• _Task requirements_
**1)** In the question-and-answer text on forecasts and predictions, translate this sentence into Spanish: "Forecasting, I would say, is a science, and prediction is sort of a trial and error."
**2)** Write the next part of the question-and-answer text on forecasts and artificial intelligence, picking up right after its final sentence.

Questions and Answers

Forecasts, Not Predictions

Question: Lyndon LaRouche always said he was making forecasts, not predictions. What’s the difference?

Zepp-LaRouche: Well, I think the answer lies in what I tried to touch upon in my earlier presentation. A forecast includes a foreknowledge. It’s a prescience, what Cusa calls forevision, that you already know the necessary outcome for a cause to succeed. In other words, you start with a positive conception yourself, and then you measure what is happening in reality, that either it furthers that cause, or it damages it. And that way you can actually make a forecast about the effect of an event, or a trend or a tendency, being absolutely guided by what you already know the necessary next step should be.

As compared to a prediction, which I think is more belonging in the realm of statistics and linear thinking, that you project sort of “trends”—even if you have complicated models, you project a trend. I would say that anything having to do with algorithms is a prediction, it’s a model. And we see right now, in the case of all these climate models, that they are completely arbitrary, that, in the case of climate, they’re very incomplete, because climate is much more complex, obviously, than even the most complicated algorithms.

Forecasting, I would say, is a science, and prediction is sort of a trial and error.

Artificial Intelligence

Question: “Many commentators and analysts are saying that AI [Artificial Intelligence] in the next few years, will advance to such an extent, that computerized robots will be able to take over so many areas of human employment, making many millions of people unemployed. What can be done to control the growth of AI, so that it does not forever destroy human work and livelihood, but is paying, so that the wonderful, humanistic goal of full employment, through rational manufacturing and infrastructure can be achieved for the benefit of all humanity?”

• _Stored data_
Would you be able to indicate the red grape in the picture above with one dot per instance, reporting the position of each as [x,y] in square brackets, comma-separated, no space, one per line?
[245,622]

• _Answers to the exercise_
**1)** Pronosticar, diría yo, es una ciencia, y predecir es una especie de ensayo y error.

**2)**
Zepp-LaRouche: I think in one sense, concerning AI, what applies to all technological progress, is that it tends to free man from manual labor, from muscle labor, that in former times people had to work like oxen, and it was a big liberation that technologies would start to take over more and more, those hard labors, even if it meant for a certain period of time, that a certain section of the population would get unemployed. But concerning AI, it’s like with all technologies: The technology as such is not good or bad. It’s a part of how the evolution of mankind in the universe progresses.

The big question is always, what is the quality of the human being who deploys that technology? One should be happy if there are more robots doing lots of work, so be it. Then let’s have education programs so that all the people can be trained, can educate themselves into the most sophisticated areas, and become more productive. So, per se, that could have a big benefit. If the intention of people employing AI is good, it has a tremendously good benefit, as we have seen in the ability, for example, of the Chinese to cope with the pandemic much, much better, simply because they have a much more integrated AI contact tracing, data evaluation about the disease and affected people; and since the Chinese population are 90% happy with what the Chinese government does, I would give them the benefit of the doubt that this is all being applied for the good of the people—contrary to the propaganda of the Western media.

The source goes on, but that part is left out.